** Assigned task **
Look for "located" in each line of the entries, and return the matching lines.

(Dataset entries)
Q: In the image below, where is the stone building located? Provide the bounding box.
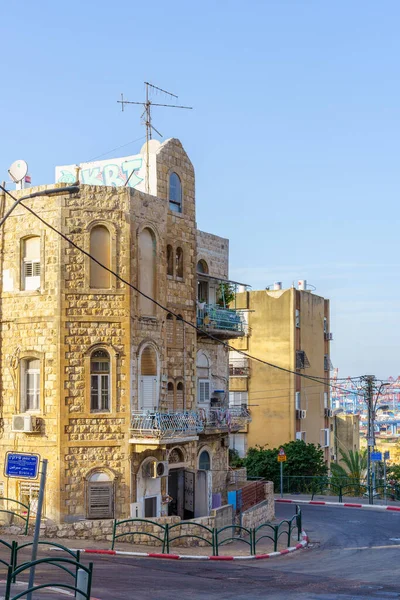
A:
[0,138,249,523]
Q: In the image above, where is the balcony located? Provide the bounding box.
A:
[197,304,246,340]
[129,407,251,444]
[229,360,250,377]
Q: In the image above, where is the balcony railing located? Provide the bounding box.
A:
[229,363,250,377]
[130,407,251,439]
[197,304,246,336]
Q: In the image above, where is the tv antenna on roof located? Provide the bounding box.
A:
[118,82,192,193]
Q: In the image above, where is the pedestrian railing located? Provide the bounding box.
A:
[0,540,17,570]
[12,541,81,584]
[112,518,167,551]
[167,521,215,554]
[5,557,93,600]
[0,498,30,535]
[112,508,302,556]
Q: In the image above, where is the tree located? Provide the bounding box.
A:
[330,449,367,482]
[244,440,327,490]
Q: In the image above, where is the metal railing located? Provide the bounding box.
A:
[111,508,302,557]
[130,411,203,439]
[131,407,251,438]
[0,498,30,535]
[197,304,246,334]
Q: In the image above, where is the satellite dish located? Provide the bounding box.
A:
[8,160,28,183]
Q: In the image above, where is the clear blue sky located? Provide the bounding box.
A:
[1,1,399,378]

** Output of the exercise **
Q: In the image below, where is the stone building located? Provide the bounding box.
Q: In the image above, where is the balcony located? Provide the bounding box.
Q: In the image above, where is the balcony railing located? Provide the bounding box.
Q: In the image above, where is the tv antenna on roof located? Provide the bounding box.
Q: In the image above, where is the pedestrian railing located? Provide the bounding box.
Q: In the image above, where is the tree located? Provide the bounding box.
Q: In the image above, where is the metal railing located? Provide the bounding box.
Q: In the image above, where is the satellite dish located? Provide the bounding box.
Q: In the image above, where is the clear blue sky located? Provide the bounding box.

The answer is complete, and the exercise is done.